### TASK PROMPT
Quote every line as written. Omit pictures.

.....

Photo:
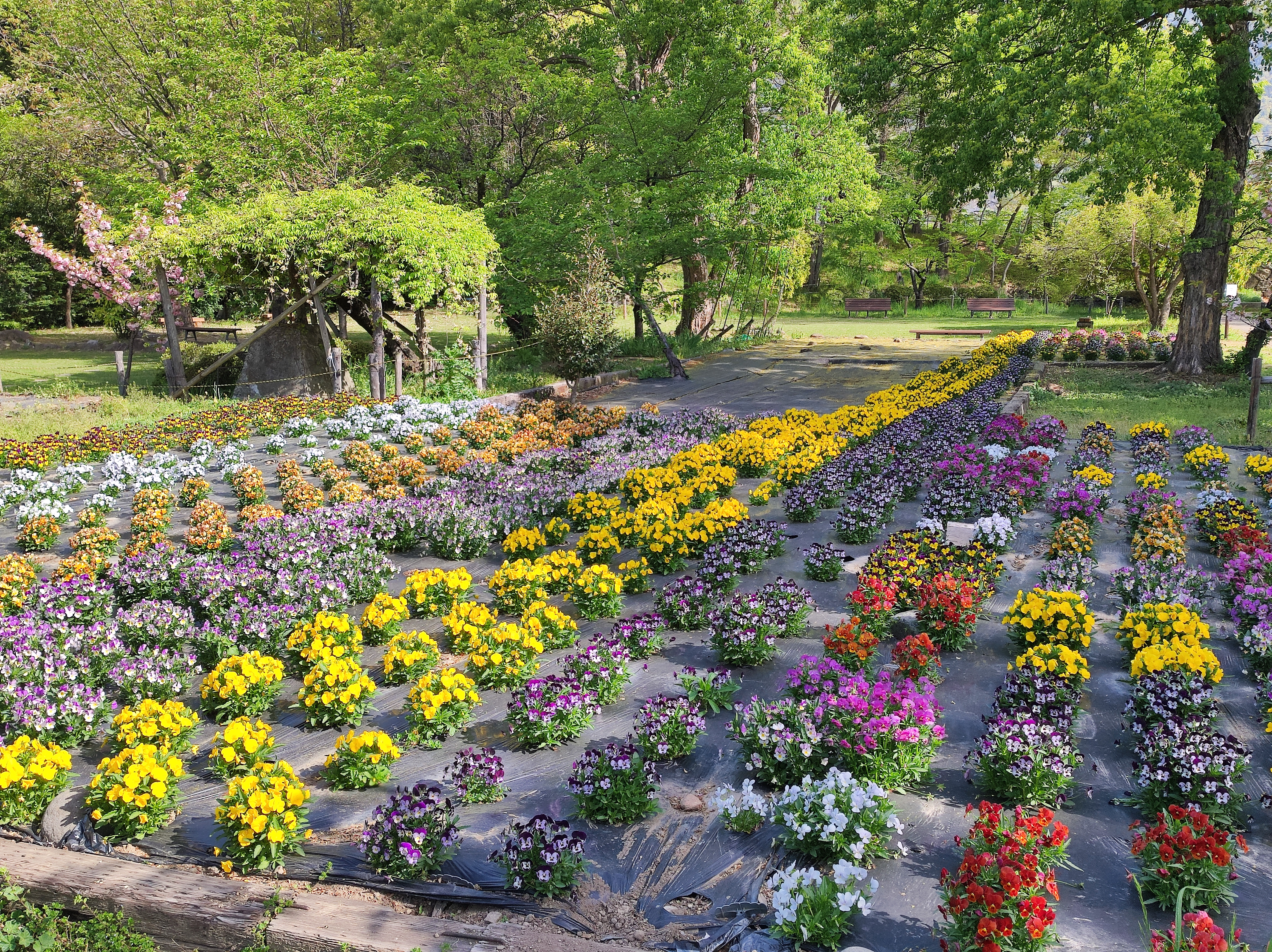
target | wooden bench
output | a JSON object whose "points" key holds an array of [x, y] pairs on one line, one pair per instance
{"points": [[868, 306], [192, 332], [991, 306], [983, 335]]}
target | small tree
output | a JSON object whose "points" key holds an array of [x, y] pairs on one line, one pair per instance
{"points": [[577, 325]]}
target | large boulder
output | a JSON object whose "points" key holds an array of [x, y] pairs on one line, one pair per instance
{"points": [[289, 361]]}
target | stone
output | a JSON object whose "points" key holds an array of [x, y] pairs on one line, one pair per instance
{"points": [[289, 361]]}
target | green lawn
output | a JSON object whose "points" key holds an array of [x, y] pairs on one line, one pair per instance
{"points": [[1122, 398]]}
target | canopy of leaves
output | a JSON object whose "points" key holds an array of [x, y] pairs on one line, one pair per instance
{"points": [[411, 245]]}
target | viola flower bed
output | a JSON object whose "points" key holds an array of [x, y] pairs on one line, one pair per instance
{"points": [[285, 570]]}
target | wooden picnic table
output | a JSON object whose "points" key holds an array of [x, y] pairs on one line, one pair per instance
{"points": [[192, 332], [981, 334]]}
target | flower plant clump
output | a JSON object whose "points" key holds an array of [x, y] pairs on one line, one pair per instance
{"points": [[837, 818], [641, 634], [916, 657], [263, 818], [542, 857], [999, 893], [602, 669], [824, 563], [853, 645], [551, 711], [170, 726], [383, 619], [32, 774], [742, 811], [685, 604], [134, 794], [434, 592], [439, 704], [1044, 616], [597, 592], [409, 657], [947, 611], [551, 627], [668, 729], [240, 746], [478, 774], [1186, 856], [712, 688], [242, 685], [814, 908], [615, 784], [360, 760]]}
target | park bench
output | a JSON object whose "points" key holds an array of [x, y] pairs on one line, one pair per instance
{"points": [[983, 335], [867, 306], [991, 306], [191, 332]]}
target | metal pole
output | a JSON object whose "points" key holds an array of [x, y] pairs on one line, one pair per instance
{"points": [[481, 338], [1252, 418]]}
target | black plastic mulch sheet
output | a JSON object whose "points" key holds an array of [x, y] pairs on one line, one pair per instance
{"points": [[675, 854]]}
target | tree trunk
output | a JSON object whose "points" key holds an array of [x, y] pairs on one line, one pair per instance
{"points": [[673, 363], [1206, 254], [698, 307], [377, 363]]}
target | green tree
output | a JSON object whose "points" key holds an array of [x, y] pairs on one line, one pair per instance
{"points": [[1155, 93]]}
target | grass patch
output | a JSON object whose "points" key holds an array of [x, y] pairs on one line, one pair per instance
{"points": [[1122, 398], [114, 410]]}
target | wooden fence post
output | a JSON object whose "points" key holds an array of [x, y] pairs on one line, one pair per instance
{"points": [[1252, 418]]}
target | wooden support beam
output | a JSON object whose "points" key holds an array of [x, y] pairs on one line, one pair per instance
{"points": [[208, 372]]}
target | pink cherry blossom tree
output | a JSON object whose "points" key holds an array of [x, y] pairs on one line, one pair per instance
{"points": [[114, 268]]}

.....

### TASK OUTPUT
Photo:
target | wooden bench
output | a JSON object whose "points" key holds an array of [x, y] pairs on one line, one pair per instance
{"points": [[868, 306], [192, 332], [991, 306], [983, 335]]}
target | small tree
output | a JSON object whose "points" key holds an array of [x, y] pairs on one line, one pair per instance
{"points": [[577, 325]]}
target | large boulder
output | a JSON object whose "points" key holds an array of [x, y] pairs on one line, one pair per instance
{"points": [[289, 361]]}
target | stone
output | a JSON object whose "points" key holds an array of [x, y] pairs on one line, one pair per instance
{"points": [[289, 361]]}
target | green lawn
output | a JSON object whose "points" key holds an array of [x, y] pairs on one line, one pair per instance
{"points": [[1122, 398]]}
target | canopy of leaves
output | a JSON object whose "points" key holds an array of [x, y] pairs on one line, one pair per instance
{"points": [[411, 245]]}
target | viola flower bed
output | a JSON object whose "points" key holds an array of [x, y] pairs on one line, one pair per instance
{"points": [[285, 570]]}
target | wooden picnic table
output | a JSON object whose "points" key holds an array of [x, y] pairs on one line, one pair per instance
{"points": [[192, 332], [981, 334]]}
target | flower plant clump
output | a JSON object whose "points" key holds an array of [x, y] pairs on one line, one pair per instance
{"points": [[837, 818], [641, 634], [916, 657], [263, 818], [542, 857], [999, 893], [602, 669], [824, 563], [853, 645], [551, 711], [170, 726], [383, 619], [32, 774], [742, 811], [685, 604], [134, 794], [434, 592], [439, 704], [1044, 616], [597, 592], [409, 657], [947, 611], [551, 627], [668, 729], [240, 746], [478, 774], [1186, 856], [712, 688], [242, 685], [814, 908], [615, 784], [360, 760]]}
target | park bench
output | a JSON object whose "points" key holds an array of [x, y] pairs on one line, one pair per instance
{"points": [[983, 335], [867, 306], [991, 306], [191, 332]]}
target | metal pole
output | a JSON object whose "points" key holds an array of [x, y] pairs on one line, one pair per instance
{"points": [[481, 338], [1252, 418]]}
target | black plastic mulch sheet
output | a JSON object whose "points" key holds an array of [x, y] pairs on one line, one pair per instance
{"points": [[675, 854]]}
target | tree trunk
output | a JSON object whose "points" key holds an array of [x, y] pairs on one line, one pair per instance
{"points": [[673, 363], [1206, 254], [698, 307], [377, 363]]}
target | green tree
output | a JSON object whose "points" key holds an array of [x, y] pairs on one line, one pair per instance
{"points": [[1155, 93]]}
target | grass patch
output | a JSON object whose "points" key holds an array of [x, y] pairs on one line, one pair per instance
{"points": [[1122, 398], [114, 410]]}
target | wooden fence post
output | a JSON object whose "points" key holds an array of [x, y] pairs on one line, one pair per instance
{"points": [[1252, 418]]}
target | wooden support beam
output | a JSON object whose "points" key holds an array of [x, y] pairs on one line, one pair per instance
{"points": [[208, 372]]}
target | pink cherry blossom tree
output | a JSON object whose "points" key holds an array of [x, y] pairs on one line, one pair per instance
{"points": [[114, 268]]}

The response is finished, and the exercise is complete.